[Text under study]:
# # # # #

GM has ‘prospective buyer’ for idled Warren Transmission plant

Warren — General Motors Co. expects to sell its closed Warren Transmission plant by the third quarter this year, the Detroit automaker confirmed Thursday. 

Warren Mayor James Fouts mentioned the plant’s sale during his State of the City address Thursday at Andiamo Warren restaurant. Fouts said he didn’t know the name of the developer but that “it will be a $230 million investment and create hundreds of new jobs.”

GM did not specify the potential developer, but in a statement, GM spokesman Dan Flores said that a “prospective buyer is under contract to purchase GM’s former Warren Transmission plant. The prospective buyer is completing their due diligence prior to closing on the property. We anticipate a closing sometime in Q3 2021.  At this time, we have no further comment.”

The Warren Transmission plant was one of several locations GM placed on a potential closure list in 2018. Production stopped there in the summer of 2019. The decision to close the plant was finalized after fall 2019 negotiations with the United Auto Workers.

# # # # #

[Task list]:
a) According to the article on GM's Warren Transmission plant, why had the sale not yet closed at the time GM spokesman Dan Flores gave his statement?
b) Extend the article on GM's idled Warren Transmission plant, starting after its final sentence.

[Supplied entries]:
# # # # #

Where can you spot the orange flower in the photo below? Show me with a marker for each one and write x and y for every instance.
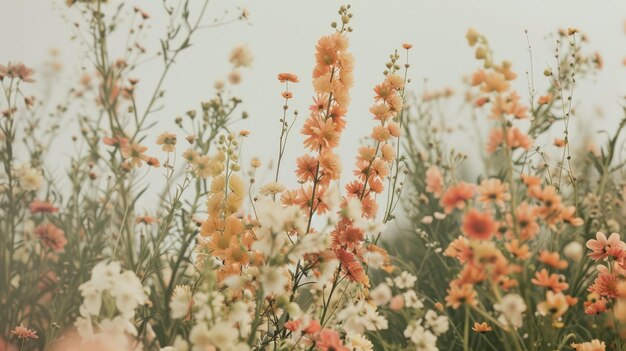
(479, 225)
(481, 327)
(555, 304)
(459, 295)
(328, 340)
(51, 236)
(457, 196)
(353, 269)
(552, 259)
(288, 77)
(492, 190)
(550, 281)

# # # # #

[Expected responses]:
a) The sale had not closed because the prospective buyer, who was under contract to purchase the plant, was still completing its due diligence before closing on the property. GM said it expected the closing sometime in the third quarter of 2021.

b)
The Warren plant, developed in 1941, manufactured six-speed transmissions mostly for cars that have been discontinued, including the hybrid Chevrolet Volt. Last year, GM used the facility to manufacture face masks during its COVID-19 pandemic outreach. 

The potential GM development was one of several Fouts mentioned during his speech, which lasted about an hour, before a large group of community stakeholders who sat unmasked and ate lunch without social distancing at the event — a sight unthought of a year ago as the COVID-19 pandemic raged. 

But in Warren and elsewhere, there’s a sense of hope as normalcy returns with the level of vaccination steady and state restrictions lifted. In Macomb County, which includes Warren, 55% of the population has received at least one COVID-19 vaccine, according to state data. Across the state, 56% have received at least one dose.